=== Begin Enclosure ===

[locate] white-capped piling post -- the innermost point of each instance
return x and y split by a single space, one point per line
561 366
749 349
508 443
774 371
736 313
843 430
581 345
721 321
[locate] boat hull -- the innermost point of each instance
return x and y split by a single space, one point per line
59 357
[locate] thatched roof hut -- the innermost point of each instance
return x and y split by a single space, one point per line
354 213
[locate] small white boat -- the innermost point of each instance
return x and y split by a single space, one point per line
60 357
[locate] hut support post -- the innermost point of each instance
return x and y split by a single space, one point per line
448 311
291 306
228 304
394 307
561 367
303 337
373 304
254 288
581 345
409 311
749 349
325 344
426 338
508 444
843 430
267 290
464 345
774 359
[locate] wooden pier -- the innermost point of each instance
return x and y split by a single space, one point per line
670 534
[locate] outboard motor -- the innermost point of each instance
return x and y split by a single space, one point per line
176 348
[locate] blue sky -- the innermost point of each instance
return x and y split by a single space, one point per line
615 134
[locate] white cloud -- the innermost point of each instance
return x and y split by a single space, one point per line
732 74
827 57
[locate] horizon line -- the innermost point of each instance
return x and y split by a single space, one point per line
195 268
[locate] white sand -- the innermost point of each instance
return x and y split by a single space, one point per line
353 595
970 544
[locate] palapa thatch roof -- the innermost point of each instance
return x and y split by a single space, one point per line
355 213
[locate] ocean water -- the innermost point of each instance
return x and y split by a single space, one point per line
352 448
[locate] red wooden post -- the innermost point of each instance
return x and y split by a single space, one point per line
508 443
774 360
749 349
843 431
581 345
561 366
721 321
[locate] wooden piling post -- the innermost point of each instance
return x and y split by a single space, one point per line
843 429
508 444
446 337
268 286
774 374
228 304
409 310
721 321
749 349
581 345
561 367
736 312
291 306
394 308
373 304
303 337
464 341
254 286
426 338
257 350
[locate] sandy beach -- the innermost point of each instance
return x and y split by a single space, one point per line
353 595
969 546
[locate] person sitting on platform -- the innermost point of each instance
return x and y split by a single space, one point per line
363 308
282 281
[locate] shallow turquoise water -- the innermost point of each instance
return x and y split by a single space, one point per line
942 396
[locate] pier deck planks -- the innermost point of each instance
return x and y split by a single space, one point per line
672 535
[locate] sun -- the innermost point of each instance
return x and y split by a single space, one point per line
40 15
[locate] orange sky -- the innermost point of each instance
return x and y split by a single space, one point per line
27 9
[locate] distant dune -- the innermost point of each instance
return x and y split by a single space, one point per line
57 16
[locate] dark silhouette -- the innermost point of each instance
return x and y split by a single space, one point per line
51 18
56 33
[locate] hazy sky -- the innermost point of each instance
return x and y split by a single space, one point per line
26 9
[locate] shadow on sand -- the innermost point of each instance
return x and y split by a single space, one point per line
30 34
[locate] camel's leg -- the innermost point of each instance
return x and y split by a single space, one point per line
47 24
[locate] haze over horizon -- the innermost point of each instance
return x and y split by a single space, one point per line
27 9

=== End Enclosure ===

- **Task**:
Copy out each line of the listing that holds "roof".

- **Answer space**:
[locate] thatched roof hut -- the innermost point of each instance
[locate] palapa thatch roof -- the innermost point of each instance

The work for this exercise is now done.